→ **EXERCISE AIM**:
Pull out each line in the rows below that contains the word "foliage", and copy those lines unchanged.

** Start EXTRACTED INFORMATION **

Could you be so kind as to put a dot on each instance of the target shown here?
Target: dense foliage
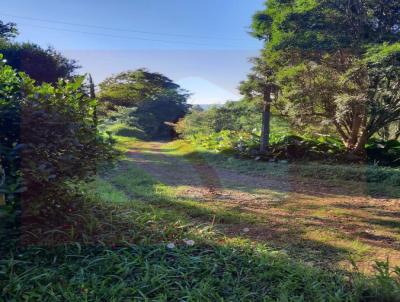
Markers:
(48, 139)
(157, 99)
(336, 63)
(42, 65)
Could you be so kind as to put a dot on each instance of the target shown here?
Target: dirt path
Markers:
(314, 221)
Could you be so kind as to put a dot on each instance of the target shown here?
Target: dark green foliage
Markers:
(8, 30)
(323, 55)
(156, 98)
(48, 138)
(42, 65)
(236, 116)
(384, 152)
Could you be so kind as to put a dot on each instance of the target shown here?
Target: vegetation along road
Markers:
(323, 222)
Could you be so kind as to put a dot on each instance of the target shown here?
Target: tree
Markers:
(260, 84)
(157, 98)
(47, 142)
(8, 30)
(42, 65)
(323, 55)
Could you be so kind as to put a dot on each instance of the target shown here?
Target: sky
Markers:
(202, 45)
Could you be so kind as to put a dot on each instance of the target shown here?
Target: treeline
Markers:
(142, 104)
(331, 71)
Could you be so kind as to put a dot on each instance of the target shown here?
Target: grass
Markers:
(119, 252)
(377, 180)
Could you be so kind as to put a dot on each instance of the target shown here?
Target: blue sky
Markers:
(202, 45)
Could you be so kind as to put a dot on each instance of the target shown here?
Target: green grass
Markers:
(378, 180)
(130, 218)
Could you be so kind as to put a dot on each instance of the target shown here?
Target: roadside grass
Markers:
(119, 251)
(376, 180)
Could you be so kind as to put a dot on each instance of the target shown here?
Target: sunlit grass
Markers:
(130, 220)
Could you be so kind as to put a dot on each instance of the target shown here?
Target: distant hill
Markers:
(207, 106)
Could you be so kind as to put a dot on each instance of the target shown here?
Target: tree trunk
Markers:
(266, 117)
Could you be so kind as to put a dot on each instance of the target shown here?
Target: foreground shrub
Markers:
(48, 139)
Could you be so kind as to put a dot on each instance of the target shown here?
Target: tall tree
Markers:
(332, 61)
(260, 85)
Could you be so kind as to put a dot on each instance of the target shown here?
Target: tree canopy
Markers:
(157, 99)
(336, 63)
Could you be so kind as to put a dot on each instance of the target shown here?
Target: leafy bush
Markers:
(42, 65)
(48, 139)
(155, 99)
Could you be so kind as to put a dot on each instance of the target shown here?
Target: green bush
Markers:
(48, 140)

** End EXTRACTED INFORMATION **

→ **RESPONSE TO THE TASK**:
Target: dense foliage
Target: dark green foliage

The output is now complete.